> **TASK TO CARRY OUT**:
Find the line containing "Could you please mark the boulder", then output it and every line after it through the end of the listing below, exactly as written.

> **DATA FOR THIS TASK**:
::::::::::

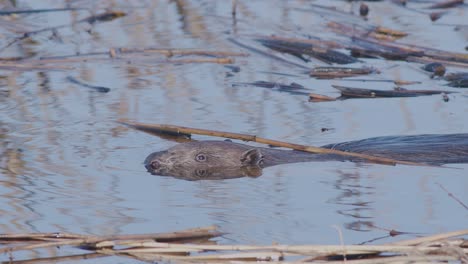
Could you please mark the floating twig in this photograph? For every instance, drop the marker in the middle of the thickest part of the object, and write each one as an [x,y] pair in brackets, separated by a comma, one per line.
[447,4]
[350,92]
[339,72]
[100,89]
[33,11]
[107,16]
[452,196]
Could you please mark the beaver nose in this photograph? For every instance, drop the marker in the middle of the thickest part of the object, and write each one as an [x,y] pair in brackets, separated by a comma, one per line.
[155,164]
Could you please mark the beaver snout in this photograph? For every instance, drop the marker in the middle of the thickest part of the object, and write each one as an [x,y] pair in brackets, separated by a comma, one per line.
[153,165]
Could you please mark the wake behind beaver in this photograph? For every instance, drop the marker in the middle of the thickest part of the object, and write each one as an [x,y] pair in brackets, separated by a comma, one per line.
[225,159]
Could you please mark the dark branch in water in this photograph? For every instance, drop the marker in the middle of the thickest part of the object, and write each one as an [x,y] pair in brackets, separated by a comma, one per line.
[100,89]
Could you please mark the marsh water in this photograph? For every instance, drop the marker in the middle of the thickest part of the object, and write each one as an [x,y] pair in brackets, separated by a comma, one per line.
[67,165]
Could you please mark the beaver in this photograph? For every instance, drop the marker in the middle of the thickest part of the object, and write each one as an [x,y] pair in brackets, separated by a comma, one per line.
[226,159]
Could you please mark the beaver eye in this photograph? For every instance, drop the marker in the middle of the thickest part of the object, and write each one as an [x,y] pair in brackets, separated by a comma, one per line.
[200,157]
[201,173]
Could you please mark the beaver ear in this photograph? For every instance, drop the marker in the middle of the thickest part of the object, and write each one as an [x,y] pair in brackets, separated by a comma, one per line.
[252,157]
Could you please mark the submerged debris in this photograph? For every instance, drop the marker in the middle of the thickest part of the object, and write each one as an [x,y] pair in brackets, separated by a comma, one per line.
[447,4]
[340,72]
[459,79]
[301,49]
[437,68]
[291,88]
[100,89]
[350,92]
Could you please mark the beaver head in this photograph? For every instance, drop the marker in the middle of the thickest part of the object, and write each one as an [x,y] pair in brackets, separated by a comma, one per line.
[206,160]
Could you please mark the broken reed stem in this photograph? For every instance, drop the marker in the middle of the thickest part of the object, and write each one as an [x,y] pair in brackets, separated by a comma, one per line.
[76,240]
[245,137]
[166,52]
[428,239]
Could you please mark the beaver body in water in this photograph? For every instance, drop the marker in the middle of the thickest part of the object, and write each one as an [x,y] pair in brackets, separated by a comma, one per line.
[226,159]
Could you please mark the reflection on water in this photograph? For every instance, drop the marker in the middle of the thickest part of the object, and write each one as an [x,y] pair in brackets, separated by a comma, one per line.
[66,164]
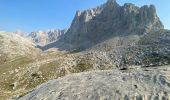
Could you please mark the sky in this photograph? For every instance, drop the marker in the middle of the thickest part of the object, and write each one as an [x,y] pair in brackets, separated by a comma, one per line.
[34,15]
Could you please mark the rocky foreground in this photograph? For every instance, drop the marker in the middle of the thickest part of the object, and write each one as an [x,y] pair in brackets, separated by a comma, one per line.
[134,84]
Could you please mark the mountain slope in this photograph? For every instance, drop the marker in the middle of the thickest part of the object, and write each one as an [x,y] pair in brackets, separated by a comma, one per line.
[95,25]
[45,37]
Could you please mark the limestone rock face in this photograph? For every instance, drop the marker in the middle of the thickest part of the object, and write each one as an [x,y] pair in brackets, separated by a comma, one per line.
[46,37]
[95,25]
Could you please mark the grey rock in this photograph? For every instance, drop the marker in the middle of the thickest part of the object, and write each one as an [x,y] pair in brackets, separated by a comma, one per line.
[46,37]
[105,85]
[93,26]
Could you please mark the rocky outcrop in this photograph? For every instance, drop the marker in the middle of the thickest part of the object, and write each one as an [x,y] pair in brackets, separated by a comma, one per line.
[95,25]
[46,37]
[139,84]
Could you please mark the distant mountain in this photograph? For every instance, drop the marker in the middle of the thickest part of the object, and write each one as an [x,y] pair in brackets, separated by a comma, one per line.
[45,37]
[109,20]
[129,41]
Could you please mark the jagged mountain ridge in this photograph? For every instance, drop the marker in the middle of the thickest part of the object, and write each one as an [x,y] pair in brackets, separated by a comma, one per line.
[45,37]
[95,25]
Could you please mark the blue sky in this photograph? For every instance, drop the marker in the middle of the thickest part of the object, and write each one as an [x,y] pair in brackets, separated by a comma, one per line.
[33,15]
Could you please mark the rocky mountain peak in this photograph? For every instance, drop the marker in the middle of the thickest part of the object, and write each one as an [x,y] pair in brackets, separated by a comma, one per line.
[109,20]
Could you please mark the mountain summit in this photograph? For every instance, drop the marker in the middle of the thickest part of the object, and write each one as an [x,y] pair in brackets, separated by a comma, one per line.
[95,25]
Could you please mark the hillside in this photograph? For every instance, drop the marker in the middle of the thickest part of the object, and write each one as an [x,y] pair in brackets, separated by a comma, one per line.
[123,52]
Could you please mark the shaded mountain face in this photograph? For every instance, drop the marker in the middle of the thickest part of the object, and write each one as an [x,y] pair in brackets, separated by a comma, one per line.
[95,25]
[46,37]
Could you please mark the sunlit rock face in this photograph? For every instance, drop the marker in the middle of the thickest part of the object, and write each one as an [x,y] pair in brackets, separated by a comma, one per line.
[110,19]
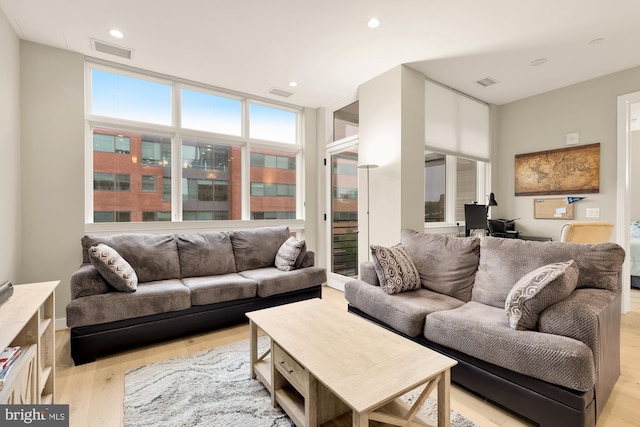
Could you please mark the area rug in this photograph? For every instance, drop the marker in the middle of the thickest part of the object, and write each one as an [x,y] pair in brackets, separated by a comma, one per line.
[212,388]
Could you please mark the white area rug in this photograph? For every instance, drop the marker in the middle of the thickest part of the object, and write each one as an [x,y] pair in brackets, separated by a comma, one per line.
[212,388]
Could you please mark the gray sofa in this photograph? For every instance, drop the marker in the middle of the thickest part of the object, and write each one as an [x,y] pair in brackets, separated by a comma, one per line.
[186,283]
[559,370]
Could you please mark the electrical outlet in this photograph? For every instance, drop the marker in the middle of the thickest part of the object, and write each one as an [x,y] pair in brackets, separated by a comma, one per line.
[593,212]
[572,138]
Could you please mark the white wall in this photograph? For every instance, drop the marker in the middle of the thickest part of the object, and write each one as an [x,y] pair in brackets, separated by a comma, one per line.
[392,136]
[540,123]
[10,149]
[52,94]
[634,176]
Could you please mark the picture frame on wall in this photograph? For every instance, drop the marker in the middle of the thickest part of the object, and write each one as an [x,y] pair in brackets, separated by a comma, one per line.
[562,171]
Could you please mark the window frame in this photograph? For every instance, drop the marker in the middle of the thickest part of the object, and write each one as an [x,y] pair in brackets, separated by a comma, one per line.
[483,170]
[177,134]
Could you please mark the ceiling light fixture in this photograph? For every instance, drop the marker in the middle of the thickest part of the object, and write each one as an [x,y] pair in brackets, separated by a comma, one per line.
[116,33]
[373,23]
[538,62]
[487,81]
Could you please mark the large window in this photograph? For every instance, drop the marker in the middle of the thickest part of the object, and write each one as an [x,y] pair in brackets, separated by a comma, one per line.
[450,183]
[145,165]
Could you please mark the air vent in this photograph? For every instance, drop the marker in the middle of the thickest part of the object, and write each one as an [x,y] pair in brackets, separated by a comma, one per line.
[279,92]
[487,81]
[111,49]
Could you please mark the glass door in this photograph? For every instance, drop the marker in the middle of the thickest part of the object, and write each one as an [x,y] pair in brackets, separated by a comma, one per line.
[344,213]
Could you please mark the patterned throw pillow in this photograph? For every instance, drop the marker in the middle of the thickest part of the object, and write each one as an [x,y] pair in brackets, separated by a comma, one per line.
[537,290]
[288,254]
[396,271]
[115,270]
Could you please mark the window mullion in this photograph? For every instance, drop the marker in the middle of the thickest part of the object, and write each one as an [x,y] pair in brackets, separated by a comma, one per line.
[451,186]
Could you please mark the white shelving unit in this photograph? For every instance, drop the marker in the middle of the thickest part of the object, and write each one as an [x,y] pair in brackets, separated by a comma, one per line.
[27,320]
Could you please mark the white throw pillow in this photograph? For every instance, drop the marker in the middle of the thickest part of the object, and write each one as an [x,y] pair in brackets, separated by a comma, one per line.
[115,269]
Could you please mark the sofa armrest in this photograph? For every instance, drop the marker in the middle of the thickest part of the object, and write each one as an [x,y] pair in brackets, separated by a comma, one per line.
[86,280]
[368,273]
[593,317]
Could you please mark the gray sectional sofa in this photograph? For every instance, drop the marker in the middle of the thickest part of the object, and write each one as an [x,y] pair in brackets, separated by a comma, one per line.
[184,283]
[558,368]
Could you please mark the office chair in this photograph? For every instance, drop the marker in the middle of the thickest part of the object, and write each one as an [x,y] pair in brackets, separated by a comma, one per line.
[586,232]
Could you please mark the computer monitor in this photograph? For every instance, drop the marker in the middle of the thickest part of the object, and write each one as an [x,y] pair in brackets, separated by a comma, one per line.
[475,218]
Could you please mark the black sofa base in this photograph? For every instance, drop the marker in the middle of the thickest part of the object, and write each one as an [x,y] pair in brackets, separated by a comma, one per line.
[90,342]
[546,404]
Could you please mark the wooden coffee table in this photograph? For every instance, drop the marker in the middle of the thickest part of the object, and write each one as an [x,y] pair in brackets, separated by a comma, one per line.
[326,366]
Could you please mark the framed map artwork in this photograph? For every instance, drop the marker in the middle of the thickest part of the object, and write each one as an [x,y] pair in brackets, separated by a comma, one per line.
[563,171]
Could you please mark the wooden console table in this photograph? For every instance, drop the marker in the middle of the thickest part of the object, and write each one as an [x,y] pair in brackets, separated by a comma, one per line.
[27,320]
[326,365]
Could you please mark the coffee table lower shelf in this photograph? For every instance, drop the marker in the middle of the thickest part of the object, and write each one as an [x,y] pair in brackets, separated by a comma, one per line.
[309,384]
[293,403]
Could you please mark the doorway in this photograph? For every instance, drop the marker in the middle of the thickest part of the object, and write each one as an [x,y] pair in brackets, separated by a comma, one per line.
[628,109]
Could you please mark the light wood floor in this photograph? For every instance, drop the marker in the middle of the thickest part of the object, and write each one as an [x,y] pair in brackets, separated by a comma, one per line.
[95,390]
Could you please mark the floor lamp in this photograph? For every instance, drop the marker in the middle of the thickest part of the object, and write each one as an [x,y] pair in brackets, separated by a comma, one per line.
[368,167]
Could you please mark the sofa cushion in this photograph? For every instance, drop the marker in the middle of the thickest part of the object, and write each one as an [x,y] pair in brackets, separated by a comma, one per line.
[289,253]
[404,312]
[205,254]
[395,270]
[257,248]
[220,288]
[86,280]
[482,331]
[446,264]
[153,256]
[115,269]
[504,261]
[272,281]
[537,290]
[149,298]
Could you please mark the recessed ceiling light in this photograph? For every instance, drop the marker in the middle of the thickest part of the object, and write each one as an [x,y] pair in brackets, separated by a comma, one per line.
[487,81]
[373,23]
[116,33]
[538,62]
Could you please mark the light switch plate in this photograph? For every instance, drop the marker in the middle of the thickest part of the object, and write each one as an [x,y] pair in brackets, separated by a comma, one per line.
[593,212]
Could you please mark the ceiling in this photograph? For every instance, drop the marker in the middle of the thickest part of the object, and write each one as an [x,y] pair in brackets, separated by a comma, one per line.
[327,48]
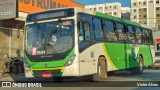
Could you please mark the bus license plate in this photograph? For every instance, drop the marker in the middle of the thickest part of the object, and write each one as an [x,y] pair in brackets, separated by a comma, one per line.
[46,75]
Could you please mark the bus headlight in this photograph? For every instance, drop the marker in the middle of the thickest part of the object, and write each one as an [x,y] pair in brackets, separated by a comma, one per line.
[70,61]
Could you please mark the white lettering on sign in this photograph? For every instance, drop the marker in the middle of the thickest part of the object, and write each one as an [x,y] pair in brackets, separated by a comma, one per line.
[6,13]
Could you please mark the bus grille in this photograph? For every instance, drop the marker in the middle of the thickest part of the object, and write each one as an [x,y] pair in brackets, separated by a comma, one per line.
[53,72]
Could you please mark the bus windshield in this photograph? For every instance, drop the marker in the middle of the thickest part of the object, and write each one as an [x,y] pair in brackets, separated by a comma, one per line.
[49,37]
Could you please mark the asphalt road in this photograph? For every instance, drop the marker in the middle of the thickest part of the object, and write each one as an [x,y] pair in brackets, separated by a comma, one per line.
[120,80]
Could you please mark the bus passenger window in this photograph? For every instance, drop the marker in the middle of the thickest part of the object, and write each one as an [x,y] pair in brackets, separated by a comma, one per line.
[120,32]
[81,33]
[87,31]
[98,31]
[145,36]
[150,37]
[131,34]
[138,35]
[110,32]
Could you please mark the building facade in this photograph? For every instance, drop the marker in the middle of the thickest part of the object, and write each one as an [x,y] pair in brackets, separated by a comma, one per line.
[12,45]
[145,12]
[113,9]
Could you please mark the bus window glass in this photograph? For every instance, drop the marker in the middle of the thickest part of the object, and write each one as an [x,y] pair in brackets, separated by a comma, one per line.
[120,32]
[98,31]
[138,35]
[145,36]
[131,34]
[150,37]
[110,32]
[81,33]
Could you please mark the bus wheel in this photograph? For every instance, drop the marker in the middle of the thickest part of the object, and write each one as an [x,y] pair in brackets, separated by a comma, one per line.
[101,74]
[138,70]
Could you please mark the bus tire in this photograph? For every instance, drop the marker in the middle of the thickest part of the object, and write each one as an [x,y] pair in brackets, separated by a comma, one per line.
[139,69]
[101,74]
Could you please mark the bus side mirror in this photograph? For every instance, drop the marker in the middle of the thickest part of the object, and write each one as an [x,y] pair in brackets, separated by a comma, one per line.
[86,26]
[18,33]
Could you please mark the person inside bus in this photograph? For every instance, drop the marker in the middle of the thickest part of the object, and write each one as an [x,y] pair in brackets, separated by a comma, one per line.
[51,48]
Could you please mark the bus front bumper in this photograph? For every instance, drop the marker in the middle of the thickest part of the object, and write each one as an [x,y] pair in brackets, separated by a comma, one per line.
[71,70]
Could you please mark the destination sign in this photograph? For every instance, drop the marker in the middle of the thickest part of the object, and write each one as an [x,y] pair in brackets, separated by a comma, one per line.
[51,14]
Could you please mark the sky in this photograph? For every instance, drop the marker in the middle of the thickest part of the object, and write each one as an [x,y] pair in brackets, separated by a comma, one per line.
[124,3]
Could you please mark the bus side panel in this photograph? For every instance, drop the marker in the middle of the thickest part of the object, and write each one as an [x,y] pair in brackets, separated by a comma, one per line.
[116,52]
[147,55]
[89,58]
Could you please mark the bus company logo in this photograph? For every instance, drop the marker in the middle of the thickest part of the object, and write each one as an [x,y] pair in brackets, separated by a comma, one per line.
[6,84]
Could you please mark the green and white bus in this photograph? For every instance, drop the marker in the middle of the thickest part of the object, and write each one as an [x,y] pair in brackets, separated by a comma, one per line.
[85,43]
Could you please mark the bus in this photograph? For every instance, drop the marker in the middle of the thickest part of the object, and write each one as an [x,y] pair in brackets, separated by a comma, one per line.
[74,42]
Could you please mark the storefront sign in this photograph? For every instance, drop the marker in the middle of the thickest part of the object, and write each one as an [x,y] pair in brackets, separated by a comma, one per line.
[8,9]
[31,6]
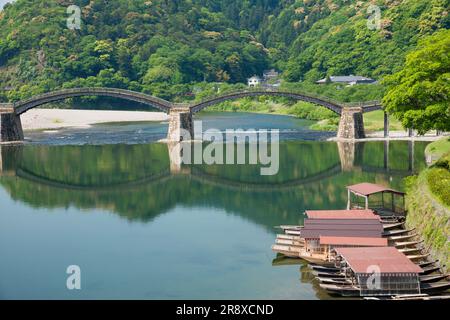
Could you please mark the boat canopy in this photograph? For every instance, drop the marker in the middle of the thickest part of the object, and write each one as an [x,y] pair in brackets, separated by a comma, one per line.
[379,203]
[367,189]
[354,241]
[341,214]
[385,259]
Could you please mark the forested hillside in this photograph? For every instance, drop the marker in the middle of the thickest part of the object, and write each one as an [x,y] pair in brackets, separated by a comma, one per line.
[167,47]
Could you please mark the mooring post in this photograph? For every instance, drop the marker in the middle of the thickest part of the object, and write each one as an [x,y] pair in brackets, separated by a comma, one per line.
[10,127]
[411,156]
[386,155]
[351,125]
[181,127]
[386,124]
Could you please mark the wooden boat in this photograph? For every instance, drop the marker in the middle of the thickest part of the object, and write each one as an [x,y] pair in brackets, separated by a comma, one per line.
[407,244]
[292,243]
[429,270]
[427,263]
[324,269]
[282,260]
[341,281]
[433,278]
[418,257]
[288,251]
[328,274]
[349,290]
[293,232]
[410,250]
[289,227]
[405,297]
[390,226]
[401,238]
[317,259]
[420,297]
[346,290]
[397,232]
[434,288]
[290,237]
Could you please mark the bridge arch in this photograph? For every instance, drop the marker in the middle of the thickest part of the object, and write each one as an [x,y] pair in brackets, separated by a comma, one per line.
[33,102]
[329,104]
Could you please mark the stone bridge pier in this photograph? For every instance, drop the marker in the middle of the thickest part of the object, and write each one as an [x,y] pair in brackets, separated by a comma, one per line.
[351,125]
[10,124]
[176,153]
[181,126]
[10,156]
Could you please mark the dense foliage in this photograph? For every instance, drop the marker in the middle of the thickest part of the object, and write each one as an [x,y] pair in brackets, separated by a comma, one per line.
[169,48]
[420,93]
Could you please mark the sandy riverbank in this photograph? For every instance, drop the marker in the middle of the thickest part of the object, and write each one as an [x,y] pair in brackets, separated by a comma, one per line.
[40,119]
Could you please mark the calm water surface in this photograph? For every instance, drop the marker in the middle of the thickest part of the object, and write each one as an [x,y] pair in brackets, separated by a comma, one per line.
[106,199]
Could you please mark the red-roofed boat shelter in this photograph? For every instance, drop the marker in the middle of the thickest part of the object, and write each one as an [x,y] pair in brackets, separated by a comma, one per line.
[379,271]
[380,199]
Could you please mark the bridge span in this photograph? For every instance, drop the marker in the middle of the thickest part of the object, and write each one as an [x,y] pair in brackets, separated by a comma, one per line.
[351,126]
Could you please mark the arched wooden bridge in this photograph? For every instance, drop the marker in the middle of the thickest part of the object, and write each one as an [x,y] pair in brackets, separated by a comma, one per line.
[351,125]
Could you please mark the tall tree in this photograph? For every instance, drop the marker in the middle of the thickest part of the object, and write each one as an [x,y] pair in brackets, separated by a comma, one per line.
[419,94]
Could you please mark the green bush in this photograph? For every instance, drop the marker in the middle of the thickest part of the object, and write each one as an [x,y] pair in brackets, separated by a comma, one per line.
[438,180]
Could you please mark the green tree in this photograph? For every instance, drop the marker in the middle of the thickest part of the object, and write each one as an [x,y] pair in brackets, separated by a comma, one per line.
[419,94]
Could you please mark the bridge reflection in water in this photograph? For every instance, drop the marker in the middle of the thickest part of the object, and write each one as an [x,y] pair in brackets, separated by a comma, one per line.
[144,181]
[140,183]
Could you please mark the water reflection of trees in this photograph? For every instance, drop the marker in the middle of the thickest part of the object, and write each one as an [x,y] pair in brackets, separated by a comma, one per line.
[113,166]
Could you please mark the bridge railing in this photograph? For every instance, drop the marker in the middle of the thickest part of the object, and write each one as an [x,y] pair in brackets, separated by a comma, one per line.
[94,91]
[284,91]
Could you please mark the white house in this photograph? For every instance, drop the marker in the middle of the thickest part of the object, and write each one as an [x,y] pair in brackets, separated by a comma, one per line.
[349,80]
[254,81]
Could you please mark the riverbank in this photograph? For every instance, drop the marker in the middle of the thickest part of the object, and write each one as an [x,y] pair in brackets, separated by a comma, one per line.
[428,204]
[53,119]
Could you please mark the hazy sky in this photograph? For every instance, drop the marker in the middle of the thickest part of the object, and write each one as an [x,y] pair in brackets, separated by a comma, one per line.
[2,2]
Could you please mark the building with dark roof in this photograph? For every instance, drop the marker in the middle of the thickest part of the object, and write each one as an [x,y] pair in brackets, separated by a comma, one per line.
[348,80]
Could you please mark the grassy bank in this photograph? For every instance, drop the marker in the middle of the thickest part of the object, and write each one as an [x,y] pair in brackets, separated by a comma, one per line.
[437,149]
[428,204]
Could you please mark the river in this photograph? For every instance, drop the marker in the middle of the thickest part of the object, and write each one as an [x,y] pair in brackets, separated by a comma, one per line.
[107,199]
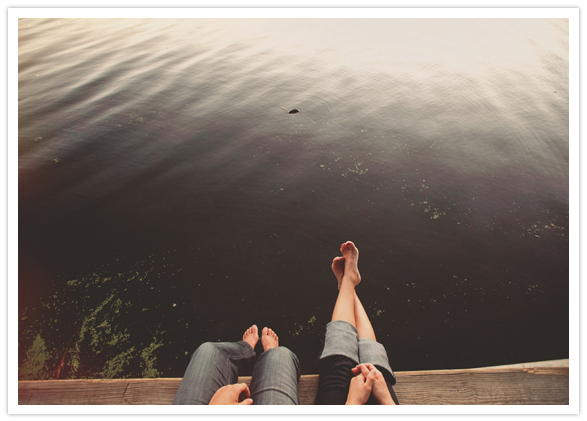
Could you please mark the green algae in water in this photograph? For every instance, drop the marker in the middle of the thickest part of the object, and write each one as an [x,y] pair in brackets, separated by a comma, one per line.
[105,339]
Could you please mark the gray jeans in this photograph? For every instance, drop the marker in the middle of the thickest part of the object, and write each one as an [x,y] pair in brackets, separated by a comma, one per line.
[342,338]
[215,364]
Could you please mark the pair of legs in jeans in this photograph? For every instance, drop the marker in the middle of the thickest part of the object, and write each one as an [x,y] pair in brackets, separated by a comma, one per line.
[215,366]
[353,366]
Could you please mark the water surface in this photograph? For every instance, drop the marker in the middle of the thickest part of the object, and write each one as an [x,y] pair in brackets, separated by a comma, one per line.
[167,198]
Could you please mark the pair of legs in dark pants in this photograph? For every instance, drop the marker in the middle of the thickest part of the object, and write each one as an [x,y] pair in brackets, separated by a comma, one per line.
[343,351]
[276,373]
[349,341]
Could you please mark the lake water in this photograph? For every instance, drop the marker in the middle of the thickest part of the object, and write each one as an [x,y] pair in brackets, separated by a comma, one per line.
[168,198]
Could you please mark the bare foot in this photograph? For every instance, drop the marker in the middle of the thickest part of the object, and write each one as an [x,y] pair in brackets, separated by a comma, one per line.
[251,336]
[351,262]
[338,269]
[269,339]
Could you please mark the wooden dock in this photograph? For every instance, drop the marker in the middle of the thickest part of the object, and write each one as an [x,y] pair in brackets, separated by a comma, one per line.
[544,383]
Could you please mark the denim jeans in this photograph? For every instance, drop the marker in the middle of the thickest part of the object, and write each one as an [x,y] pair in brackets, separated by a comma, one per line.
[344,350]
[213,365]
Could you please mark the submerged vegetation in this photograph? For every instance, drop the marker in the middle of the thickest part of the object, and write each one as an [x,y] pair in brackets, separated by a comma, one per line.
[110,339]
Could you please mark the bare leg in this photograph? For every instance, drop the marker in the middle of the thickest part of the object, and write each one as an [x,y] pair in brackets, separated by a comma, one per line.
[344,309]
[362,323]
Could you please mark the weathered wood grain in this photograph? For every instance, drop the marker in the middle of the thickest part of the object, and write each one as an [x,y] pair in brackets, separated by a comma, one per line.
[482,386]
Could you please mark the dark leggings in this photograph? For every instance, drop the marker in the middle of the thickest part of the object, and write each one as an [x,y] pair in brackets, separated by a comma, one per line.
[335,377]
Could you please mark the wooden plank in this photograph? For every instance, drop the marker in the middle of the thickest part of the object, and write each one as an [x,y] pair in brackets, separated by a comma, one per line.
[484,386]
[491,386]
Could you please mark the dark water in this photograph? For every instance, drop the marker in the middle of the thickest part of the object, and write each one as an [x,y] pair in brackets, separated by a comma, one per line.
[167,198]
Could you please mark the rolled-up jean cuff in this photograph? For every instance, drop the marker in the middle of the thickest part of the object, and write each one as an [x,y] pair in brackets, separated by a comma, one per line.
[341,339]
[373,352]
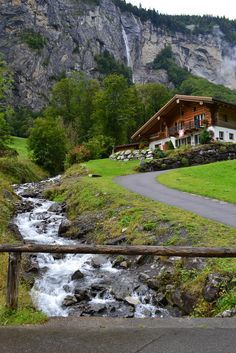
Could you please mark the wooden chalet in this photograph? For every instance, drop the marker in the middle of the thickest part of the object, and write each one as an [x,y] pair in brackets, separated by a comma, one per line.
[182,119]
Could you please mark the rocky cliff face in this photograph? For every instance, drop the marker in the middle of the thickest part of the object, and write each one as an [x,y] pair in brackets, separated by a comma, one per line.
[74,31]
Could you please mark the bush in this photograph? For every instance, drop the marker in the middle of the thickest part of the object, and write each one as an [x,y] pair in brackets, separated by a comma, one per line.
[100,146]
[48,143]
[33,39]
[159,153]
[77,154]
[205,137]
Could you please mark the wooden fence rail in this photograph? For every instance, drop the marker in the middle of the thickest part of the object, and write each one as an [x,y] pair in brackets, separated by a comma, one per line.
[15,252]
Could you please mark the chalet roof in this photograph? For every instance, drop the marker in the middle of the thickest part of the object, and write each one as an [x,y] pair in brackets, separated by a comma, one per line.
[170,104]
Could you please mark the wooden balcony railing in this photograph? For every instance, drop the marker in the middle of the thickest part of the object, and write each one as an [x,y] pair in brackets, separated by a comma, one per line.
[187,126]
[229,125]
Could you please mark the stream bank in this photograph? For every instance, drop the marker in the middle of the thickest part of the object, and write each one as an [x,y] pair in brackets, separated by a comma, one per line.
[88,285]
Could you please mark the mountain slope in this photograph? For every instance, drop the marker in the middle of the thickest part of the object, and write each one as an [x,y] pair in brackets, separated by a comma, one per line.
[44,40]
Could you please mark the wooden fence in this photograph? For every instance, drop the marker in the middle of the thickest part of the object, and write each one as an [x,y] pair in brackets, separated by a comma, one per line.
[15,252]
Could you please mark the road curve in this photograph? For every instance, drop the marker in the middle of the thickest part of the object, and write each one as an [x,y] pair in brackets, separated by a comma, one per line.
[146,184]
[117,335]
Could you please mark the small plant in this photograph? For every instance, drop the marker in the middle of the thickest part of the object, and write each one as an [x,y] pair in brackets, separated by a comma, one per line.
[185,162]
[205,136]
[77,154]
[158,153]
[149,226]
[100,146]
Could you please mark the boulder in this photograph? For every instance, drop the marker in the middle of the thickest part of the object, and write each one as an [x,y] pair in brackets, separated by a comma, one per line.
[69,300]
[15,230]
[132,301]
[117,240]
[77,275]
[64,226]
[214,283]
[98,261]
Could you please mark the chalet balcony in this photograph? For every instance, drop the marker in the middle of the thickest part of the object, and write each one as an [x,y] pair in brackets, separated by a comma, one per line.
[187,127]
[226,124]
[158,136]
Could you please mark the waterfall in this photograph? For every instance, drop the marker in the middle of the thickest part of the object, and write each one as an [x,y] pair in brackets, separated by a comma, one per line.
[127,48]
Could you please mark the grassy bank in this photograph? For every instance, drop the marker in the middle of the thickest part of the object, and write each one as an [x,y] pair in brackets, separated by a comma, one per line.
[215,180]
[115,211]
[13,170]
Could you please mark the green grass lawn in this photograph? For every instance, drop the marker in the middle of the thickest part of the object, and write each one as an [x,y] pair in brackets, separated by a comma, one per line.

::::::::::

> **RESPONSE**:
Could you please mark the boulder in this photograph? For every instance, drop the marker in the middle of the thickest part of the object, and write each one as an [x,y] pair in brackets, separated by a comma, one per line.
[69,300]
[15,230]
[132,301]
[117,240]
[77,275]
[64,226]
[214,283]
[98,261]
Could you please mark the chalet balcony in this photograph? For every instance, drop the marker in the middle of the thickest part of the object, and write each one as an [x,y] pair in brackets, separated by a comma, one per line.
[187,127]
[226,124]
[158,136]
Could you please mark the waterfall in this photograph? For every instance, drop the marker in the middle of the thickest part of the object, and write each one as an [x,y] pair in brackets, separated by a comma, one per line.
[127,48]
Could you please mark the grassy bank in this photograph? For every instance, drop the marker in the middle of the thickest part of the object, and write each one as an [x,y] pair in brackets, separated by a comma, one per line.
[215,180]
[115,211]
[13,170]
Could you please mark the green grass lawn in this photograph? For every instance, drop the marker in the middle of the thickest part of the object, and write each one as an [x,y] pair in brackets, separated by a comma, one per line.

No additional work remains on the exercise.